■ **Instructions for the task**:
Gather every line in the data below that contains the word "blue".

* begin Provided entries *

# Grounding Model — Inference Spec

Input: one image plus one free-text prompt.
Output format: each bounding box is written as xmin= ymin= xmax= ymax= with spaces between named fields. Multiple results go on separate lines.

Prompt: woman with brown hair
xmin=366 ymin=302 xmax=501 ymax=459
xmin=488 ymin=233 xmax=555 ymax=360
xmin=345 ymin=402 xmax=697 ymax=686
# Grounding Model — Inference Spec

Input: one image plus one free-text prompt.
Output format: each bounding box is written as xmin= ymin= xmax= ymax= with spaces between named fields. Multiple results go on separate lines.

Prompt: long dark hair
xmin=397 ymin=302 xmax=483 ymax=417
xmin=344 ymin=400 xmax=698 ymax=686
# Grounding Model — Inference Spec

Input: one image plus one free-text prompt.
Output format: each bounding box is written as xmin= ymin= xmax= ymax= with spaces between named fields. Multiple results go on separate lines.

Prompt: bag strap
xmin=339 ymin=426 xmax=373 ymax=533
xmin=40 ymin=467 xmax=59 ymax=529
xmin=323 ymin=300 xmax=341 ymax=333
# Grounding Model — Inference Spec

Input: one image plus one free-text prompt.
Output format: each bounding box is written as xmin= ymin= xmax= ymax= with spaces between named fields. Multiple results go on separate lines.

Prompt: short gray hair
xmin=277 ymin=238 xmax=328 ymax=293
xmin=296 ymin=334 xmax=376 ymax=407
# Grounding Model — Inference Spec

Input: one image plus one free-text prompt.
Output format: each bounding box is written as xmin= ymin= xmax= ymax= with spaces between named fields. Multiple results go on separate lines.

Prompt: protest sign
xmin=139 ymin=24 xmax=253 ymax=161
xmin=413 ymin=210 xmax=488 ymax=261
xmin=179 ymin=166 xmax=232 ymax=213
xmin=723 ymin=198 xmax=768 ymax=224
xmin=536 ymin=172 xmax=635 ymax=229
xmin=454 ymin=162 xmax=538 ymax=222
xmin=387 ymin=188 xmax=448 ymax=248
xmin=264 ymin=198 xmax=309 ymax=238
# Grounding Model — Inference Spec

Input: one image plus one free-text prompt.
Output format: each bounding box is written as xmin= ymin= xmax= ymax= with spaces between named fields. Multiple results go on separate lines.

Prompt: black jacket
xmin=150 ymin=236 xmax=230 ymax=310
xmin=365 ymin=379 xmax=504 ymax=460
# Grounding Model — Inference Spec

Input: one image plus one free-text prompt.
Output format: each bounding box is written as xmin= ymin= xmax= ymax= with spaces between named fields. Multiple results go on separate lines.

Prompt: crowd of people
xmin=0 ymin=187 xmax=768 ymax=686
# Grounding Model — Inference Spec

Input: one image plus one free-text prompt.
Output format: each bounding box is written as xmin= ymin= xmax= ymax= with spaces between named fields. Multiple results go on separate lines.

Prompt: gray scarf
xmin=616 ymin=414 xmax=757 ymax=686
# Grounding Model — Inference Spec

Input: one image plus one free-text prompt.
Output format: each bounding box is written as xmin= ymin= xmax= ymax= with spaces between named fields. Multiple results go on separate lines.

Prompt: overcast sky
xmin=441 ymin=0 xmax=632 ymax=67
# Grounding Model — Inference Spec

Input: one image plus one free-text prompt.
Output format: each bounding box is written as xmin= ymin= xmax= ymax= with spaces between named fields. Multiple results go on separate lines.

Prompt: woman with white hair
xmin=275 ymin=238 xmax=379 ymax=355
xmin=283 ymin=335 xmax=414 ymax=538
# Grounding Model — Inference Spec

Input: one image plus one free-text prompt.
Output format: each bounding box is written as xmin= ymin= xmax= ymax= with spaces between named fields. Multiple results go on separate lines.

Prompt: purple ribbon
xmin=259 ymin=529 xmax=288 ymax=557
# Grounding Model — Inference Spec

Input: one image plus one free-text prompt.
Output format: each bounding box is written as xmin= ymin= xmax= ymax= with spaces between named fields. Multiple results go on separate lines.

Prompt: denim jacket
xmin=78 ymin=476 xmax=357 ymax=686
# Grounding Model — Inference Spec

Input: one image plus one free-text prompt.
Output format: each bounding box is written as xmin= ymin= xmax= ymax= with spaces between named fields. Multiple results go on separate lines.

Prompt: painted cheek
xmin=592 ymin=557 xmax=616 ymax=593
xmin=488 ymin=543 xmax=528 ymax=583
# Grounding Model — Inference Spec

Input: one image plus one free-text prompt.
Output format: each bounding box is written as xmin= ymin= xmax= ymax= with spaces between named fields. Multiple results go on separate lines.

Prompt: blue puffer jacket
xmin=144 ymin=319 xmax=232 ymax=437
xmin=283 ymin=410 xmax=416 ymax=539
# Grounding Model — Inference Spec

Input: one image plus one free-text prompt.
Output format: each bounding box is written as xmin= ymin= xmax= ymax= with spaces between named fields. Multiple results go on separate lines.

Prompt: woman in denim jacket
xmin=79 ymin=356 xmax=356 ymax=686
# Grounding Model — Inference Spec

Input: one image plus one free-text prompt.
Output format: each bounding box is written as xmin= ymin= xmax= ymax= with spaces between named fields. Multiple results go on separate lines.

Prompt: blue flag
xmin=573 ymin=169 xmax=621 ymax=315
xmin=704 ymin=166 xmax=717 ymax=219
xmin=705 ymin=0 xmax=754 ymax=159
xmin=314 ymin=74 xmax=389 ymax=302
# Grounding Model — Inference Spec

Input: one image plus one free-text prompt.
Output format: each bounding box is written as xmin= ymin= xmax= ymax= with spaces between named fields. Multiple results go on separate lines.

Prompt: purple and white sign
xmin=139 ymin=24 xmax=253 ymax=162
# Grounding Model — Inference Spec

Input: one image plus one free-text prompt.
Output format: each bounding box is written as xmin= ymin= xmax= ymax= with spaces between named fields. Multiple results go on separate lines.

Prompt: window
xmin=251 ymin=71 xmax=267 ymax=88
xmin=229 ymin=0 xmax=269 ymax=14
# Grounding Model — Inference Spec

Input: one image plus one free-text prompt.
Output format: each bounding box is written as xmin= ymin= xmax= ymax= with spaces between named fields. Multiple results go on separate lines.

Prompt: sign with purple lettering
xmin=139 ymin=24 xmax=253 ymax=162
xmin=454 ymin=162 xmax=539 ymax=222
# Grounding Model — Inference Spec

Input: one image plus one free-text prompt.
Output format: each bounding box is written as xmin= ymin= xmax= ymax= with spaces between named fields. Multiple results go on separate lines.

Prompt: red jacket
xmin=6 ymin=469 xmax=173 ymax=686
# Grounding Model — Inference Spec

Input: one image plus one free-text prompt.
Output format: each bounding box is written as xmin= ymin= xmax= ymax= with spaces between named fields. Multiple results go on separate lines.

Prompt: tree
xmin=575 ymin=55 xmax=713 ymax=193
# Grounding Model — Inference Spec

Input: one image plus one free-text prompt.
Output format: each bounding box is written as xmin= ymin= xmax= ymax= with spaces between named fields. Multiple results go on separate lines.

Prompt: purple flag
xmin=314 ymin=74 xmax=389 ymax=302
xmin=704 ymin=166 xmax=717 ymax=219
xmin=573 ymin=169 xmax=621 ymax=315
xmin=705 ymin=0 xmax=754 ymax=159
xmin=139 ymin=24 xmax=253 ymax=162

* end Provided entries *
* begin Provided entries *

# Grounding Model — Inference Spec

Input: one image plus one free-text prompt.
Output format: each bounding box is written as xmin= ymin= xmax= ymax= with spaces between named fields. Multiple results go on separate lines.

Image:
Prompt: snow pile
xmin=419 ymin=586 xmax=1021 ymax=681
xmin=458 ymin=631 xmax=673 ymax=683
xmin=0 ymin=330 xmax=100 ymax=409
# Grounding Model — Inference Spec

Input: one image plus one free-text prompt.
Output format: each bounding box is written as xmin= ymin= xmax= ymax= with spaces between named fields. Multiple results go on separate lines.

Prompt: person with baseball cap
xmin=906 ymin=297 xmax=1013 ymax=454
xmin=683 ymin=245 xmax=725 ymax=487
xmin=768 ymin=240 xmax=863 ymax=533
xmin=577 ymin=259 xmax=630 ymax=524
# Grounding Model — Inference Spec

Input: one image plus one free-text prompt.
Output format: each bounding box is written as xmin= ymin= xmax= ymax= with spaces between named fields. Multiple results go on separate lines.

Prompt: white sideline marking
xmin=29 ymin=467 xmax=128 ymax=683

* end Provided entries *

■ **The output**:
Prompt: blue puffer jacket
Prompt: blue flag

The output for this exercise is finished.